- [Work to be completed] Rewrite the records below with "green stem" swapped for "flower stalk", keeping everything else unchanged.

- [Given data]
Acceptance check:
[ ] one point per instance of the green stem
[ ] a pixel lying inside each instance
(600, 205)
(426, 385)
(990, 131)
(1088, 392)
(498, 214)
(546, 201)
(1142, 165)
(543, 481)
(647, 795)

- [Output below]
Acceptance check:
[ ] one point per instance of the flower stalk
[ ] a pixel lying inside each instance
(600, 205)
(426, 385)
(990, 131)
(1088, 392)
(498, 214)
(546, 201)
(1142, 165)
(543, 481)
(647, 795)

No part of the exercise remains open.